▶ **Aim of the task**
Each line below is to be copied exactly as it appears.

Dataset excerpts
»»

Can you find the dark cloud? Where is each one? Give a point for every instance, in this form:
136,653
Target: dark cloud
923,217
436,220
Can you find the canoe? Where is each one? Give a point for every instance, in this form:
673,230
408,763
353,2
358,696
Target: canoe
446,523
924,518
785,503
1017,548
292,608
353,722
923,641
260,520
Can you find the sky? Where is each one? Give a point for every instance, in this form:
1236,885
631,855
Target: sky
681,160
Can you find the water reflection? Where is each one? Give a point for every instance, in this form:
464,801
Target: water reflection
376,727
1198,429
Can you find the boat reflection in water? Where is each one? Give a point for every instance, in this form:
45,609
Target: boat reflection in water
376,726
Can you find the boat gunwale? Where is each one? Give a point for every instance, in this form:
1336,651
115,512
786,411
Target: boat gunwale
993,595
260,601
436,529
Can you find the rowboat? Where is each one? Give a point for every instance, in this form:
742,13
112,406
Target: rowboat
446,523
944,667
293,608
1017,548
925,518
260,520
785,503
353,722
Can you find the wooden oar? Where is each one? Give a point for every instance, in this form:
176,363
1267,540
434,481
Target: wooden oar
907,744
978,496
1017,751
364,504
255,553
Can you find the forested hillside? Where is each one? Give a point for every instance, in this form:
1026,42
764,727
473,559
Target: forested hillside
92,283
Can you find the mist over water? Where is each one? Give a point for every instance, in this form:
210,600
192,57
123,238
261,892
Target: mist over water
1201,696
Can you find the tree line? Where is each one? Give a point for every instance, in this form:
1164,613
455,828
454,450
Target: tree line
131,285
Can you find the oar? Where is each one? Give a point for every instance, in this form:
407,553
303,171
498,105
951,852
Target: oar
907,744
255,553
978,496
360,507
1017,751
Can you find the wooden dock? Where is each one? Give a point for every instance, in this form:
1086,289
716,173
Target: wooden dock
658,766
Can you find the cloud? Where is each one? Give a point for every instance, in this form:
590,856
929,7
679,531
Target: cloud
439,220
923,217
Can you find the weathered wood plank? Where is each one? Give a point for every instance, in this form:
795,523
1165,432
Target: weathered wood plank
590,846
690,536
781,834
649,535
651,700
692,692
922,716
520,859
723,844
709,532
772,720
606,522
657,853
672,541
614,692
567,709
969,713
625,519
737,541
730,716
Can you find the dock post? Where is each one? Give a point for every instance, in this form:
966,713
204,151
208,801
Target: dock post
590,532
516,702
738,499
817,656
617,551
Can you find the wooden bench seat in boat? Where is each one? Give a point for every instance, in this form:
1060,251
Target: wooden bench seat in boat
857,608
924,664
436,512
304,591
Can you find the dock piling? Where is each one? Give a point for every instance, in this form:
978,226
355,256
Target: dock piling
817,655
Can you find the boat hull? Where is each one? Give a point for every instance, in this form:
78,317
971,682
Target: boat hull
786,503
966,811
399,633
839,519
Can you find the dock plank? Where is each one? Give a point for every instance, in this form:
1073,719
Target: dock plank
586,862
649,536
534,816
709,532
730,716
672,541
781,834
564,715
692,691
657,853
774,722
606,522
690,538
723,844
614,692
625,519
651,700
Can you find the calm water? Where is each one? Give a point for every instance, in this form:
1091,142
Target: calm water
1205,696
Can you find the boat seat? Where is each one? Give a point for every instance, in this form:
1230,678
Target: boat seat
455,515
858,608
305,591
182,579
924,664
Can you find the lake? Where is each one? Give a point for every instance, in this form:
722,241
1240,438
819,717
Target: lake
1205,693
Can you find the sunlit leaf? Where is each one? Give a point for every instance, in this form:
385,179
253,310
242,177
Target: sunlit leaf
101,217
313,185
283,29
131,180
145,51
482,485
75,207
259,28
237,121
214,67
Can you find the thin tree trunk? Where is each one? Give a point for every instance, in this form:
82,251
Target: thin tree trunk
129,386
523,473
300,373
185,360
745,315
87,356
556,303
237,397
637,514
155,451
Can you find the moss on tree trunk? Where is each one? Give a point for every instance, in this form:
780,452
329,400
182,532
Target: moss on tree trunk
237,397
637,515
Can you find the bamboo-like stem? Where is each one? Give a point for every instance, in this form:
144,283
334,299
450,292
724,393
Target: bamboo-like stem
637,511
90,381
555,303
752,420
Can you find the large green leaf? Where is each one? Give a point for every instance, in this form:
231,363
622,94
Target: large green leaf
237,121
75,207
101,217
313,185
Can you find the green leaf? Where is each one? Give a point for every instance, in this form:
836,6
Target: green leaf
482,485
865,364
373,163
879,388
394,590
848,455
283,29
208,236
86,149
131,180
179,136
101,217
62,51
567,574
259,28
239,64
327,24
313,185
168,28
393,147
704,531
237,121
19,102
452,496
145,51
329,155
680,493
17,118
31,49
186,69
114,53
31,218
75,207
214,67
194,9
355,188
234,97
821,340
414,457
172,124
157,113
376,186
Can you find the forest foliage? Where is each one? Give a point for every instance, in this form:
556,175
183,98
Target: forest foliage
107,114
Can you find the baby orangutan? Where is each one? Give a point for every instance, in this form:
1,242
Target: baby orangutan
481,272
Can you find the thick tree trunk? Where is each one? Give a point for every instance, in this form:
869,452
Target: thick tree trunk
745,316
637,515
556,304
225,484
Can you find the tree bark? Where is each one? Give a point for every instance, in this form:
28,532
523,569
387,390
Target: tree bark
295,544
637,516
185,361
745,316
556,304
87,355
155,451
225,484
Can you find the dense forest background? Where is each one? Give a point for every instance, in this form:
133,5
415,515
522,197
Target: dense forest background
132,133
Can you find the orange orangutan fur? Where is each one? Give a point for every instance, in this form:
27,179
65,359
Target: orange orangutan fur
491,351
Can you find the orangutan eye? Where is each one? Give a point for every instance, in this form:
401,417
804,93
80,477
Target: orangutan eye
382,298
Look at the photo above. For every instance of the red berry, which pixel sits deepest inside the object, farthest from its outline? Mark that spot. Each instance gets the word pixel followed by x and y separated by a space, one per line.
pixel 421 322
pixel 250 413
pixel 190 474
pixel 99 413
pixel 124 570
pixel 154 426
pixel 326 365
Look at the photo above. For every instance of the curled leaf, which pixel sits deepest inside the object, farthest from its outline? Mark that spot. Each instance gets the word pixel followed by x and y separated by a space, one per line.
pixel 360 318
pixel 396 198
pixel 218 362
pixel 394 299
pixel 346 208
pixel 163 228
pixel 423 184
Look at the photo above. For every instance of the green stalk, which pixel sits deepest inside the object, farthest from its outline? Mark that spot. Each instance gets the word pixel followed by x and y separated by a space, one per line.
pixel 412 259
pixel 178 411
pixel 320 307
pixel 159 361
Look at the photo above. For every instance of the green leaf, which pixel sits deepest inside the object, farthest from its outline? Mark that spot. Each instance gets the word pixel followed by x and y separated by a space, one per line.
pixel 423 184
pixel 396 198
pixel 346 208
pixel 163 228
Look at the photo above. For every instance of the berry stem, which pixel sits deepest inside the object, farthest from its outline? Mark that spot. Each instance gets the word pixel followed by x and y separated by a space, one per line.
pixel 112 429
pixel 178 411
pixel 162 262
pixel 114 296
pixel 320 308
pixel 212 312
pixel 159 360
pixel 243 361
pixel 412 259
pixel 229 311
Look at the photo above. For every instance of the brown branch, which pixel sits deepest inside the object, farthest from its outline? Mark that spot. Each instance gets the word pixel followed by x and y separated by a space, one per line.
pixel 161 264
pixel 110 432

««

▶ **Answer section**
Can you find the dark cloud? Where is each one? Give a point for every instance, in this form:
136,653
Target: dark cloud
923,217
436,220
Can you find the canoe? Where is each one? Give a point for every instance, in this form:
673,230
408,763
353,2
358,696
Target: canoe
446,523
924,518
785,503
1017,548
292,608
353,722
923,641
260,520
Can you find the sky? Where is each one? Give a point for every instance, in this form:
1236,885
631,855
Target: sky
681,160
Can you find the water reflection? Where is each one? Give a point for every instance, in this form:
464,801
Target: water reflection
376,727
1198,429
Can you find the boat reflection in water? Where is each one? Give a point for every instance, in this form:
45,609
Target: boat reflection in water
376,726
Can you find the boat gunwale? Where is each one? Give a point for every instance, in this form:
1336,651
115,512
786,411
Target: boat gunwale
993,595
260,601
436,529
Can you find the rowboat? Where is each one? Give a point for every instance, in this form:
742,13
112,406
Target: rowboat
446,523
944,667
293,608
1017,548
925,518
260,520
785,503
353,722
Can you find the wooden oar? Where is each one? Give a point for every instance, in this form:
176,363
1267,540
434,481
Target: wooden oar
907,744
978,496
1017,751
364,504
255,553
Can you find the forested hillside? Where is each one? Give a point for every instance, in this form:
1026,42
764,727
473,559
Target: forested hillside
92,283
Can you find the mist over water? Where is each one? Give a point for every instance, in this form:
210,600
192,57
123,238
261,892
Target: mist over water
1201,696
Can you find the tree line? Where is each one? Give a point for every instance, in this form:
1164,613
455,828
454,450
Target: tree line
131,285
Can you find the oar? Where is each one? Give a point for every instance, in this form:
407,553
303,171
498,105
951,852
Target: oar
907,744
255,553
978,496
360,507
1017,751
Can you find the wooden dock? Where is each one? Give a point for every instance, in this form:
1086,289
716,173
Target: wooden dock
658,766
Can you find the cloud? Where is each one? Give a point for every instance, in this form:
590,856
929,7
679,531
Target: cloud
439,220
923,217
Can you find the weathered wood plank? Where is each one? Give a point for every instance, in this form:
795,523
1165,432
Target: weathered wood plank
590,846
690,536
781,834
649,535
651,700
692,692
922,716
520,859
723,844
709,532
772,720
606,522
657,853
672,541
614,692
567,709
969,713
625,519
737,541
730,716
Can you find the dock post? Where is each one? Give a point for every instance, in this form:
966,713
204,151
208,801
Target: dock post
590,532
516,702
738,499
817,656
617,551
Can you find the wooden bench seat in boat? Where is each one? Give a point for every instance, in this form:
1060,251
Target: wooden bench seat in boat
857,608
924,664
436,512
304,591
Can you find the dock piling? Where is each one? Give a point for every instance, in this form:
978,226
355,256
Target: dock piling
817,655
Can you find the boat hull? Where is each one? Give a point for every instance, in this form:
78,317
971,682
Target: boat hull
786,503
966,811
399,633
839,519
Can you find the dock plank? Where is each one? Give a point for every instance, in this form:
1073,719
Target: dock plank
586,862
649,536
534,816
709,532
730,716
672,541
781,834
564,715
692,691
657,853
774,722
606,522
690,538
723,844
614,692
625,519
651,700
Can you find the calm water? Where is each one? Give a point for every instance, in this form:
1091,142
Target: calm water
1205,696
Can you find the boat seat? Where is each one? Give a point for every instance, in this form:
1230,678
Target: boat seat
455,515
858,608
305,591
182,579
924,664
Can you find the lake? Where is each one? Give a point for every instance, in this form:
722,241
1240,438
819,717
Target: lake
1205,693
Can you find the sunlit leaf? Where is each one? Give a point for every instance, in this form:
385,179
253,310
242,177
Target: sunlit leaf
101,217
313,185
283,29
131,180
145,51
482,485
75,207
259,28
237,121
214,67
Can you find the thin tree trunk? Where is each one? Give a point for every instance, in this form:
82,251
Target: thin tree trunk
129,386
523,473
300,373
185,360
745,315
87,356
556,303
237,397
637,514
155,451
Can you find the moss on tree trunk? Where is each one? Give a point for every instance, in this form:
780,452
329,400
182,532
Target: moss on tree trunk
237,397
637,515
Can you find the bamboo-like stem? Where is each one? Give a point for every instance, in this form:
144,283
334,299
450,292
724,393
Target: bamboo-like stem
637,511
90,381
555,303
752,420
Can you find the large green leaf? Where is each one? Give a point for every instance, in this form:
231,363
622,94
Target: large green leaf
237,121
75,207
101,217
313,185
Can you find the green leaf? Where is each one? Give a point for every instance, in this form:
836,6
Target: green leaf
482,485
865,364
373,163
879,388
394,590
848,455
283,29
208,236
86,149
131,180
179,136
101,217
62,51
567,574
259,28
239,64
327,24
313,185
168,28
393,147
704,531
237,121
19,102
452,496
145,51
329,155
680,493
17,118
31,49
186,69
114,53
31,218
75,207
214,67
194,9
355,188
234,97
821,340
414,457
172,124
157,113
376,186
Can you find the forest foliage? Where is each one? Give a point for every instance, in this form:
556,175
183,98
Target: forest foliage
107,114
Can you find the baby orangutan? Where is each one? Give a point for every instance, in this form:
1,242
Target: baby orangutan
481,272
Can you find the thick tree trunk? Where is each one? Give a point for every instance, in this form:
869,452
Target: thick tree trunk
745,316
637,515
556,304
225,484
Can you find the tree bark? Where is each one? Give a point for every instance, in this form:
28,532
523,569
387,390
Target: tree bark
295,544
637,516
185,361
745,316
556,304
87,355
155,451
225,484
Can you find the dense forest background? Where is each one? Give a point for every instance, in this form:
133,5
415,515
522,197
Target: dense forest background
132,133
Can you find the orange orangutan fur? Where is each one? Give a point for every instance, in this form:
27,179
65,359
Target: orange orangutan fur
491,351
Can you find the orangutan eye? Where is each one? Give a point for every instance, in this form:
401,417
804,93
80,477
Target: orangutan eye
382,298
Look at the photo above. For every instance of the red berry, which pixel sits deepest inside the object, farthest from its outline? Mark that spot. Each instance gets the word pixel followed by x and y separated by a space, one per line.
pixel 421 322
pixel 250 413
pixel 190 474
pixel 99 413
pixel 124 570
pixel 154 426
pixel 326 365
Look at the photo above. For every instance of the curled leaf, which pixel sits deepest inside the object, farthest from its outline? Mark that spot. Each instance gets the word pixel followed by x and y separated by a space, one per line.
pixel 360 318
pixel 396 198
pixel 218 362
pixel 394 299
pixel 346 208
pixel 163 228
pixel 423 184
Look at the photo above. For every instance of the green stalk, which pixel sits deepest inside the object, farthest from its outline? Mark that spot. Each instance gets the word pixel followed by x and y separated by a space, one per line.
pixel 412 259
pixel 178 411
pixel 320 307
pixel 159 361
Look at the photo above. For every instance of the green leaf, which pixel sits deepest inside the object, farthest from its outline? Mark that spot. Each instance gets the word pixel followed by x and y separated by a space, one per line.
pixel 423 184
pixel 396 198
pixel 346 208
pixel 163 228
Look at the photo above. For every instance of the berry stem, which pixel sits deepest inside the object, farthest from its outline? Mark that spot. Each instance gets the word pixel followed by x and y separated by a space, one per line.
pixel 112 429
pixel 178 411
pixel 162 262
pixel 114 296
pixel 320 308
pixel 212 312
pixel 159 360
pixel 243 361
pixel 412 259
pixel 229 311
Look at the photo above. For every instance of the brown branch, which pixel sits deepest inside the object, farthest from its outline? Mark that spot. Each instance gets the word pixel followed by x and y separated by a space, one per line.
pixel 161 264
pixel 110 432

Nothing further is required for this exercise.